# EXERCISE INSTRUCTIONS
With the line containing "Expected output: one marker per instance of the illuminated" as the first line and the last line of the records as the final one, reproduce that range exactly.

---------- DATA FOR THIS EXERCISE ----------

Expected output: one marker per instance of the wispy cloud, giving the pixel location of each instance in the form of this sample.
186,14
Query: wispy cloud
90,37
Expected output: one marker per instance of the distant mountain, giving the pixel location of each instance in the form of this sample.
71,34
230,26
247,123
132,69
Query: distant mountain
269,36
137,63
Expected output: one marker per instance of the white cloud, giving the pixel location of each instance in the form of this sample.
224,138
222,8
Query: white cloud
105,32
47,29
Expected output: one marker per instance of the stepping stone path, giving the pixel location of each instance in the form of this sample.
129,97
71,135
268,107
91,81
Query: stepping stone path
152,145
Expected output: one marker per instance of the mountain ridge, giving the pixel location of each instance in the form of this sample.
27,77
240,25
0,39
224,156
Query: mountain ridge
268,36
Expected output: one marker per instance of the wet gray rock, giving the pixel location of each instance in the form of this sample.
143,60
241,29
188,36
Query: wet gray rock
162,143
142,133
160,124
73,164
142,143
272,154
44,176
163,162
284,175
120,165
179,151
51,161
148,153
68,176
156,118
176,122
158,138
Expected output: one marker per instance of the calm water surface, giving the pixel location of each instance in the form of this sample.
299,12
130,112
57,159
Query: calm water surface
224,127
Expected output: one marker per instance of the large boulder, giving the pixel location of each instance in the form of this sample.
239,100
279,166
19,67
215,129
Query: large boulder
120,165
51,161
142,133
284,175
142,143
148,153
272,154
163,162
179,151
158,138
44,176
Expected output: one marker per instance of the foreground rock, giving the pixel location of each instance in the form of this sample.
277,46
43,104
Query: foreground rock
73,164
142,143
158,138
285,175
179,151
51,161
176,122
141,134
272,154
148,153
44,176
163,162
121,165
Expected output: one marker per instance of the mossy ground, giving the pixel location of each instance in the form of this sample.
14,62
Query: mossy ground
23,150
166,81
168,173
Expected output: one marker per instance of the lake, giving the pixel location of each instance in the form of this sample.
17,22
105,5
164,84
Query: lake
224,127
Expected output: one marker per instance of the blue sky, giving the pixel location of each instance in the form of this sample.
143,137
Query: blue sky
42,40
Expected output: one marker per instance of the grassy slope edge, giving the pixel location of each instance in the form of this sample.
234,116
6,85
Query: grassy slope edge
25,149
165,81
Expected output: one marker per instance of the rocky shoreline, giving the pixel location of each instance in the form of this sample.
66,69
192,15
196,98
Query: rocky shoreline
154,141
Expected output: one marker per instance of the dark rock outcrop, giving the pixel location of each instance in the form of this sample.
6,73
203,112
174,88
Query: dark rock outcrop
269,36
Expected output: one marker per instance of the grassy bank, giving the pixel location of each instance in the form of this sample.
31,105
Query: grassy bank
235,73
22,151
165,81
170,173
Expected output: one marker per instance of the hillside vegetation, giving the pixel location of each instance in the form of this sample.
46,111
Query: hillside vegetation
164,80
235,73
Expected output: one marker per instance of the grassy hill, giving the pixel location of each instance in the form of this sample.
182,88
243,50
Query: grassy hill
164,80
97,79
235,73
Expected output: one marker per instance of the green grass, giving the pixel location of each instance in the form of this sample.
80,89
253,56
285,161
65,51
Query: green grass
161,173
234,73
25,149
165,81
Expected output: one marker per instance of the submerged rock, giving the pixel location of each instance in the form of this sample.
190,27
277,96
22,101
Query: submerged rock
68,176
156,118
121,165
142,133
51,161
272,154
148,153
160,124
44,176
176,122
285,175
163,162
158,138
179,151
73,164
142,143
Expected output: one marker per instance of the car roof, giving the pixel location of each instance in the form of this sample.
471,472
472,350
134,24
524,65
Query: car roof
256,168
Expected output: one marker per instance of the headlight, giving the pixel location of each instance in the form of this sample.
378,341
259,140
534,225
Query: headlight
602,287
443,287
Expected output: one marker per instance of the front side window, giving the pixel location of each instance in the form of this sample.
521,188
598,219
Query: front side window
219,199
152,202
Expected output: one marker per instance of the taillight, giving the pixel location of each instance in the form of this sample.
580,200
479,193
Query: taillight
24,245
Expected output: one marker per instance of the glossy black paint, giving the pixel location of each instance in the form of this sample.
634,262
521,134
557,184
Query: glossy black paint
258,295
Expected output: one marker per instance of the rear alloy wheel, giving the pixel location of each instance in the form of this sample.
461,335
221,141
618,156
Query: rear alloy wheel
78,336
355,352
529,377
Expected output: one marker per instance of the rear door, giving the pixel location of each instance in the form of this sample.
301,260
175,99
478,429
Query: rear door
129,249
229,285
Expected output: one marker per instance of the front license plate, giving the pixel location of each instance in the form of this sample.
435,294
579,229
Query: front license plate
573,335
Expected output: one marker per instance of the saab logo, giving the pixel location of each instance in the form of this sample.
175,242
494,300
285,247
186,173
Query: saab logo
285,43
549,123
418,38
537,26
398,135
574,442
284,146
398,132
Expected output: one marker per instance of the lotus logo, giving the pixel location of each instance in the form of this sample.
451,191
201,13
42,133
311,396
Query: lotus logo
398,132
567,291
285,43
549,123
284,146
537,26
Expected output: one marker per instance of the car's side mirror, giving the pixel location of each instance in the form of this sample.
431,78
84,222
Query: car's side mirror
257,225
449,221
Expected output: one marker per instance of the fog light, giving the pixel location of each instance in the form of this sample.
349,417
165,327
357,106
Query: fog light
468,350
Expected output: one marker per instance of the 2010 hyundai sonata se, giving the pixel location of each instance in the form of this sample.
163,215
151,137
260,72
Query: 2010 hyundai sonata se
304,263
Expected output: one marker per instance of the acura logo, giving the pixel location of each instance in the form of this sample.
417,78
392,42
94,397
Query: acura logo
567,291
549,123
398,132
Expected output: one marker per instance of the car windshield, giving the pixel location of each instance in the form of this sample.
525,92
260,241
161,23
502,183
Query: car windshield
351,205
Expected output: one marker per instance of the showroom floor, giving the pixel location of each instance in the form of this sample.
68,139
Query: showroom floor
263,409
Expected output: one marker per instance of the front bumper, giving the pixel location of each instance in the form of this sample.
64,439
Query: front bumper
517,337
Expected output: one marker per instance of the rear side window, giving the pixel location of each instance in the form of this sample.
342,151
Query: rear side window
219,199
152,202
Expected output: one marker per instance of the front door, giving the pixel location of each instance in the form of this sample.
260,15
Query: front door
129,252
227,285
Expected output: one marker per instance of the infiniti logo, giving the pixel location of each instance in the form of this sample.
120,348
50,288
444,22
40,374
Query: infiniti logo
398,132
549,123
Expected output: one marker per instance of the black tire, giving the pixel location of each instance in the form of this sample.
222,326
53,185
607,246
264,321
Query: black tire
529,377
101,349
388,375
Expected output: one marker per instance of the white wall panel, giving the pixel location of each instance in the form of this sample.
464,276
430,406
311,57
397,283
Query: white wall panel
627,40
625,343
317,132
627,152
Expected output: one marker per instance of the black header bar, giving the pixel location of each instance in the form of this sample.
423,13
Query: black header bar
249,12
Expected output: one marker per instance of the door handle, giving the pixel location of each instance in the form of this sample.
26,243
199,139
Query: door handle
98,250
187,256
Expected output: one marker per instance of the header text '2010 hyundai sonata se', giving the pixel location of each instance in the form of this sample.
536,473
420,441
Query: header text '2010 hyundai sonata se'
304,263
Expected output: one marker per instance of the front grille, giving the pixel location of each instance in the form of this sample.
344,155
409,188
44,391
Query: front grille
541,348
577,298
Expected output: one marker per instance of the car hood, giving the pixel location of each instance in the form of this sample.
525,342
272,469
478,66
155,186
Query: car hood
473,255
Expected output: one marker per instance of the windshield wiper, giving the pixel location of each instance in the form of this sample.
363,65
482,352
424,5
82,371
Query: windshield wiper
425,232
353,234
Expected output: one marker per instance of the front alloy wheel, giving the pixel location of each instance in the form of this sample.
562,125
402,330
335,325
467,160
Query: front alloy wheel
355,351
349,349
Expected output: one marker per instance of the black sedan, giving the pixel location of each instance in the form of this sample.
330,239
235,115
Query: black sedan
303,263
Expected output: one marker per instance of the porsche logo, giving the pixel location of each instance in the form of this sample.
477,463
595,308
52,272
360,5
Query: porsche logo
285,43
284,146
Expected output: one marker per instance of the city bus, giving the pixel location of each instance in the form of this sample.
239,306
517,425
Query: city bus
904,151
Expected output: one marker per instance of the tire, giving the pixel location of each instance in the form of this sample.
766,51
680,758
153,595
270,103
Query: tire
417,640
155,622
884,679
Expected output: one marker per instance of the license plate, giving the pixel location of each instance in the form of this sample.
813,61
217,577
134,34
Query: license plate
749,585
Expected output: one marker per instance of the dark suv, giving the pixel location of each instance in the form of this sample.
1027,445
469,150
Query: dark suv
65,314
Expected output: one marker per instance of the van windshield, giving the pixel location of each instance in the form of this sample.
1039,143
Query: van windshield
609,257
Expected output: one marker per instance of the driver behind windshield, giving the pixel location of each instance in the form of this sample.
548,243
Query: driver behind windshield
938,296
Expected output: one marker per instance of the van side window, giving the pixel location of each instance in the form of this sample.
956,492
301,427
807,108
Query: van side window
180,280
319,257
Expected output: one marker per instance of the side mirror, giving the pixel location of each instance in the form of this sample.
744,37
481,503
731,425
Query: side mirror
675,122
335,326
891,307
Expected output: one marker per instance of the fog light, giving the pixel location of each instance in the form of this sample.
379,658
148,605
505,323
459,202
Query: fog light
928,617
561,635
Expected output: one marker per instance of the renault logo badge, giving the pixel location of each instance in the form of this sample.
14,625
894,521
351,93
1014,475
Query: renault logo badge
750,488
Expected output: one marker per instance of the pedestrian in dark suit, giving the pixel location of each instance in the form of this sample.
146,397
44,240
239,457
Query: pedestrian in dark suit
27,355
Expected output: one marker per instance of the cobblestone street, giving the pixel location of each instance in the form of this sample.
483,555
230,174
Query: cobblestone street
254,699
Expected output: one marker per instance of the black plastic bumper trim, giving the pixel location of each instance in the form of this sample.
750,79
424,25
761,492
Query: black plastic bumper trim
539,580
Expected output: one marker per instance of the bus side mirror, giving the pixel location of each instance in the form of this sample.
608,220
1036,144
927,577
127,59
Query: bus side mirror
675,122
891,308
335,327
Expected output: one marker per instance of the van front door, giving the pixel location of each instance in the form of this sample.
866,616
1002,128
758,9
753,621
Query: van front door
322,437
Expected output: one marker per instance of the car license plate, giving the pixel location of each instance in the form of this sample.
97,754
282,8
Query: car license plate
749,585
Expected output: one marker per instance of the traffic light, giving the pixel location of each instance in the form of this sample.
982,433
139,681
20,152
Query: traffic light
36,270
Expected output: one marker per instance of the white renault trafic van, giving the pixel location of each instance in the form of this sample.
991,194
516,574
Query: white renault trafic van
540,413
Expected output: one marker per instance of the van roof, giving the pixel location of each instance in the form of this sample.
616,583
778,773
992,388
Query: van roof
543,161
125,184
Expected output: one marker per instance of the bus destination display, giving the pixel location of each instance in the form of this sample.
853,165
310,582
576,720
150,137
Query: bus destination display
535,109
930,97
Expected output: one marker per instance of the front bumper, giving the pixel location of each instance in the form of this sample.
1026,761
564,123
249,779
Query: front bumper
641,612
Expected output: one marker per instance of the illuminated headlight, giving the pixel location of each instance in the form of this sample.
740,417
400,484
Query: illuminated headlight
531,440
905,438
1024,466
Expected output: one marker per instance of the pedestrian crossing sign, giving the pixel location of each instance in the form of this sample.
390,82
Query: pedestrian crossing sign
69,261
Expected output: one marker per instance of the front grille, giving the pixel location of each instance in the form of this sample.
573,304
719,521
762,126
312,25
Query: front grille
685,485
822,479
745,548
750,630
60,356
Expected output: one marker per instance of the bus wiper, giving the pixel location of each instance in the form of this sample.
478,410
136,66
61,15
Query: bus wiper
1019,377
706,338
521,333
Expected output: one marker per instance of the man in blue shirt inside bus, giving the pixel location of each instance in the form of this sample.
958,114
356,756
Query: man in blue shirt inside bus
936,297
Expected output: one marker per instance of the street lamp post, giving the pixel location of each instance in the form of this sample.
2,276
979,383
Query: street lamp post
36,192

----------

# RESULT OF THIS EXERCISE
Expected output: one marker per instance of the illuminated headlight, giving the pixel location of each instance in the form of this sample.
740,417
400,484
Query: illuminated headlight
531,440
905,438
1024,466
Expected output: one marker per instance of the pedestrian crossing sign, giving the pixel location of each instance in the form of this sample.
390,82
Query: pedestrian crossing sign
69,261
Expected output: one marker per instance of the front grille, giving the pixel location of each instance in the form of this sample.
573,304
719,521
762,126
312,25
Query: front grille
685,485
822,479
745,548
750,630
60,356
Expected output: one marker per instance of the bus wiper, giving the pixel location of each instance in the form of this sample.
478,410
136,66
61,15
Query: bus wiper
1019,377
706,338
521,333
Expected output: one marker per instance of the man in blue shirt inside bus, giving the pixel location of each instance in the form of this sample.
958,114
356,756
Query: man in blue shirt inside bus
936,297
Expected output: one marker per instance of the street lamp post, giving the pixel location of each instance in the form of this sample.
2,276
979,383
Query: street lamp post
36,192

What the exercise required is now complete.